◆ Task statement
Could you change "a single pin" to "exactly one marker" everywhere it occurs in the listing below and leave every other word and line as it is?

(Records from a dataset)

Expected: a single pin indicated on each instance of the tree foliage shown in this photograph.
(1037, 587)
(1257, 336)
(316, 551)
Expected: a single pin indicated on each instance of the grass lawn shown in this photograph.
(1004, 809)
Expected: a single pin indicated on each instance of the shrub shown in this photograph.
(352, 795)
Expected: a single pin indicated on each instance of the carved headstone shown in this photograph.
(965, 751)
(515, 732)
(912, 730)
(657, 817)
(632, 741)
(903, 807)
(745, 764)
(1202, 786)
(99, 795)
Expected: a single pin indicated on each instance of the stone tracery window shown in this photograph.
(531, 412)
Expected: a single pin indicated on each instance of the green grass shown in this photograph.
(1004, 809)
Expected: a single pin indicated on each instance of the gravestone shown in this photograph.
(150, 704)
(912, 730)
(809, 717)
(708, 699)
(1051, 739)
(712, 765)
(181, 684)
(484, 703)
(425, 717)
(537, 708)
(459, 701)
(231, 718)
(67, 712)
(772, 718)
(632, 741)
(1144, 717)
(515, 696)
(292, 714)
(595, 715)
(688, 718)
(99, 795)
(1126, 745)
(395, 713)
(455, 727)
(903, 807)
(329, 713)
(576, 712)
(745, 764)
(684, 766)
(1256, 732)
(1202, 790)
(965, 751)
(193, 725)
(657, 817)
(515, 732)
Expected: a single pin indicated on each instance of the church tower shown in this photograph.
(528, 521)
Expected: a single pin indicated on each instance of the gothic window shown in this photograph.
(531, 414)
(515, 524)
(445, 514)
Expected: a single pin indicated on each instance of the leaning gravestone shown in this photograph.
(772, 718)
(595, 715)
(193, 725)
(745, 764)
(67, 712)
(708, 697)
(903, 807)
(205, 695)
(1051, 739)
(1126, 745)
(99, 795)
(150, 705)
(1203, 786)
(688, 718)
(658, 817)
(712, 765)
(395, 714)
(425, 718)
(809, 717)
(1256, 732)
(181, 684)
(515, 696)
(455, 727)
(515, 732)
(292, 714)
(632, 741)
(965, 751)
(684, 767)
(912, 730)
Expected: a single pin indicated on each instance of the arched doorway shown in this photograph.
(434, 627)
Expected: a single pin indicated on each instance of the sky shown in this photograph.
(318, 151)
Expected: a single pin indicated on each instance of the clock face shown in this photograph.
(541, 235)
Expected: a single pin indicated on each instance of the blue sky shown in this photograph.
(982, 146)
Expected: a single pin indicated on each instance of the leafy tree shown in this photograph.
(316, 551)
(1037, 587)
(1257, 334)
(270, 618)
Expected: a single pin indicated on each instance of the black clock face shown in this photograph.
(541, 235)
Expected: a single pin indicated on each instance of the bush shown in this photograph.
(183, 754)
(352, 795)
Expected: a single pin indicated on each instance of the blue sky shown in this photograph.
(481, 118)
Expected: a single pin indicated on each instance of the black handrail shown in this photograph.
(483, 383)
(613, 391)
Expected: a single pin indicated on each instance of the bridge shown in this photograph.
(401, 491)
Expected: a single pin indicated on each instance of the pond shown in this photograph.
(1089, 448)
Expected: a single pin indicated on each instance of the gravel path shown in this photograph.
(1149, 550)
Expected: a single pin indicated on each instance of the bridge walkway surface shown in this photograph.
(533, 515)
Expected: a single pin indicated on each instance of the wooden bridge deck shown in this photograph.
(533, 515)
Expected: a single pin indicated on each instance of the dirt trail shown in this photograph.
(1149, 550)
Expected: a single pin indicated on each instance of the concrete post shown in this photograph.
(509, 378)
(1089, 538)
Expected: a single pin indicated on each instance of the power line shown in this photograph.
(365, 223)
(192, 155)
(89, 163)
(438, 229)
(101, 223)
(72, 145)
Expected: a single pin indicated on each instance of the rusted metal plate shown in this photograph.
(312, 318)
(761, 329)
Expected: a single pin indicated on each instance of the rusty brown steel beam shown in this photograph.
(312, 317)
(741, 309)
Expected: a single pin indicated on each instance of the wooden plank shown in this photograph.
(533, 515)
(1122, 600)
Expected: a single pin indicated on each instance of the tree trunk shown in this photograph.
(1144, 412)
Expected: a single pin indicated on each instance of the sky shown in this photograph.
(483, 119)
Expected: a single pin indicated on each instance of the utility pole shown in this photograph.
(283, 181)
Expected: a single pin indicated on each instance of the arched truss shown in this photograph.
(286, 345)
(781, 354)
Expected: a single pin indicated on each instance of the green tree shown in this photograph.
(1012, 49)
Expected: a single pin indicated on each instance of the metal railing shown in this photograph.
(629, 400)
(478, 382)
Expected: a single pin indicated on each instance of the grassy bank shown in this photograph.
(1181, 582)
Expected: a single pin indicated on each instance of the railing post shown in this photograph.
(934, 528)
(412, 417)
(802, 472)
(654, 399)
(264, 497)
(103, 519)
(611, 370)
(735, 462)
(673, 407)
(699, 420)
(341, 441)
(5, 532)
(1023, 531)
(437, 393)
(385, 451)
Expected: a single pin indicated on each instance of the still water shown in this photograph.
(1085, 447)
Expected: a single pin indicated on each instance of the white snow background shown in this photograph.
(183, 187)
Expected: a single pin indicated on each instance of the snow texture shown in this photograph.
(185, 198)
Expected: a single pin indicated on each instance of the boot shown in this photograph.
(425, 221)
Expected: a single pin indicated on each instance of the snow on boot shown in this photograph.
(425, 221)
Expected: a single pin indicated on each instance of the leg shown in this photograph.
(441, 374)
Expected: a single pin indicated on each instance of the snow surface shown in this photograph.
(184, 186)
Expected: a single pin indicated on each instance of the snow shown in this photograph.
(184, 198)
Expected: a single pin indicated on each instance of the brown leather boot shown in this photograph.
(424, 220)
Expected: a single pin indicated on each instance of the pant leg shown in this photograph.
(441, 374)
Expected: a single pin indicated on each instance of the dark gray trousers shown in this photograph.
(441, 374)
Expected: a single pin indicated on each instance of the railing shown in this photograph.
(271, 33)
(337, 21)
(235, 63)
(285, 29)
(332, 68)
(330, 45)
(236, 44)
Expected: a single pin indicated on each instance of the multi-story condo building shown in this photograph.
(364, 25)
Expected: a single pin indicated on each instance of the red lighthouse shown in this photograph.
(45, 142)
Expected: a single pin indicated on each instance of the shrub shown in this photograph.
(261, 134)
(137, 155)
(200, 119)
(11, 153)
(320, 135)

◆ Written answer
Expected: exactly one marker indicated on each instance of the tree foliage shown in this photograph.
(1037, 587)
(1257, 336)
(316, 551)
Expected: exactly one marker indicated on each instance of the grass lawn shown in this photograph.
(1004, 809)
Expected: exactly one marker indicated on each instance of the shrub shown in this photograph.
(352, 795)
Expected: exactly one marker indicated on each instance of the carved headstone shown in this photograph.
(965, 751)
(515, 732)
(912, 730)
(657, 817)
(632, 741)
(903, 807)
(745, 764)
(1202, 786)
(99, 795)
Expected: exactly one marker indicated on each instance of the stone tracery window shown in this photograph.
(531, 412)
Expected: exactly one marker indicated on each instance of the green grass shown in this photograph.
(1004, 809)
Expected: exactly one marker indicated on each instance of the gravestone shown in this photograph.
(150, 704)
(912, 730)
(809, 717)
(708, 699)
(1051, 739)
(712, 765)
(181, 684)
(484, 703)
(425, 717)
(537, 708)
(459, 701)
(231, 718)
(67, 712)
(772, 718)
(632, 741)
(1144, 717)
(515, 696)
(292, 714)
(595, 715)
(688, 718)
(99, 795)
(1126, 745)
(395, 713)
(455, 727)
(903, 807)
(329, 713)
(576, 712)
(745, 764)
(684, 766)
(1256, 732)
(1202, 790)
(965, 751)
(193, 725)
(657, 817)
(515, 732)
Expected: exactly one marker indicated on each instance of the church tower shown in this photograph.
(528, 521)
Expected: exactly one marker indicated on each instance of the gothic window shown in this photograph.
(531, 414)
(515, 524)
(445, 514)
Expected: exactly one marker indicated on each instance of the leaning gravestone shown in this photograph.
(772, 718)
(595, 715)
(193, 725)
(745, 764)
(67, 712)
(708, 697)
(903, 807)
(205, 695)
(1051, 739)
(1126, 745)
(99, 795)
(150, 705)
(1203, 786)
(688, 718)
(658, 817)
(712, 765)
(395, 714)
(425, 718)
(809, 717)
(1256, 732)
(181, 684)
(515, 696)
(455, 727)
(515, 732)
(292, 714)
(632, 741)
(965, 751)
(684, 767)
(912, 730)
Expected: exactly one marker indicated on each instance of the arched doorway shown in this photograph.
(434, 627)
Expected: exactly one marker indicated on each instance of the sky shown in this photograph.
(318, 151)
Expected: exactly one marker indicated on each instance of the clock face shown in this photograph.
(541, 235)
Expected: exactly one marker indicated on each instance of the blue sky shown in this photograph.
(982, 146)
Expected: exactly one marker indicated on each instance of the leafy tree shown in this photograph.
(316, 551)
(1037, 587)
(1257, 334)
(270, 618)
Expected: exactly one marker indicated on each instance of the black clock face shown in this photograph.
(541, 235)
Expected: exactly one marker indicated on each instance of the bush shown in this photograph.
(183, 754)
(352, 795)
Expected: exactly one marker indicated on each instance of the blue sky shown in this photograph.
(481, 118)
Expected: exactly one marker indicated on each instance of the black handrail shown in this photograph.
(483, 383)
(613, 391)
Expected: exactly one marker indicated on each instance of the bridge shown in this photograph.
(401, 491)
Expected: exactly one marker indicated on each instance of the pond shown in this photograph.
(1089, 448)
Expected: exactly one marker indicated on each instance of the gravel path shown in this photograph.
(1149, 550)
Expected: exactly one marker indicated on each instance of the bridge walkway surface shown in this photograph.
(533, 515)
Expected: exactly one marker indicated on each instance of the wooden bridge deck shown in this photograph.
(533, 515)
Expected: exactly one marker indicated on each instance of the dirt trail shown in this photograph.
(1149, 550)
Expected: exactly one marker indicated on each instance of the concrete post shown in this photograph.
(509, 378)
(1089, 538)
Expected: exactly one marker indicated on each instance of the power line shown in this photograph.
(365, 223)
(192, 155)
(89, 163)
(438, 229)
(101, 223)
(72, 145)
Expected: exactly one marker indicated on each instance of the rusted metal plate shown in this photograph.
(312, 318)
(761, 329)
Expected: exactly one marker indicated on each instance of the rusty brown steel beam shown in this photograph.
(312, 317)
(741, 309)
Expected: exactly one marker indicated on each instance of the wooden plank shown in this photograph.
(533, 515)
(1122, 600)
Expected: exactly one marker indicated on each instance of the tree trunk shown in this photograph.
(1144, 412)
Expected: exactly one marker indicated on each instance of the sky shown in this photograph.
(483, 119)
Expected: exactly one marker indicated on each instance of the utility pole shown in this photograph.
(283, 181)
Expected: exactly one marker indicated on each instance of the arched truss shown in this photograph.
(286, 345)
(781, 354)
Expected: exactly one marker indicated on each instance of the green tree shown in this photograph.
(1012, 49)
Expected: exactly one marker indicated on each instance of the metal railing shown in this photograph.
(629, 400)
(478, 382)
Expected: exactly one marker indicated on each instance of the grassy bank shown in this photograph.
(1181, 582)
Expected: exactly one marker indicated on each instance of the railing post shown in this photograph.
(934, 528)
(412, 417)
(802, 472)
(654, 399)
(264, 497)
(103, 519)
(611, 370)
(735, 462)
(673, 407)
(699, 420)
(341, 441)
(5, 532)
(1023, 531)
(437, 393)
(385, 451)
Expected: exactly one marker indicated on each instance of the still water shown in this photograph.
(1085, 447)
Expected: exactly one marker indicated on each instance of the white snow background shown in this photograph.
(183, 187)
Expected: exactly one marker indicated on each instance of the snow texture shown in this photograph.
(185, 198)
Expected: exactly one marker indicated on each instance of the boot shown in this photograph.
(425, 221)
Expected: exactly one marker indicated on each instance of the snow on boot shown in this photograph.
(425, 221)
Expected: exactly one marker indicated on each instance of the leg shown in this photograph.
(441, 374)
Expected: exactly one marker indicated on each instance of the snow surface shown in this photograph.
(184, 186)
Expected: exactly one marker indicated on each instance of the snow shown in this photograph.
(184, 198)
Expected: exactly one marker indicated on each instance of the brown leather boot shown in this photograph.
(424, 220)
Expected: exactly one marker indicated on each instance of the pant leg shown in this photograph.
(441, 374)
Expected: exactly one marker indicated on each instance of the dark gray trousers shown in this photograph.
(441, 374)
Expected: exactly one marker indicated on each instance of the railing shown in this photograph.
(271, 33)
(337, 21)
(235, 63)
(285, 29)
(332, 68)
(330, 45)
(236, 44)
Expected: exactly one marker indicated on each instance of the multi-story condo building shown in this photograph.
(364, 25)
Expected: exactly one marker indicated on each instance of the red lighthouse shown in this photograph.
(45, 142)
Expected: exactly one marker indicated on each instance of the shrub shown in this photograph.
(261, 134)
(137, 155)
(200, 119)
(11, 153)
(320, 135)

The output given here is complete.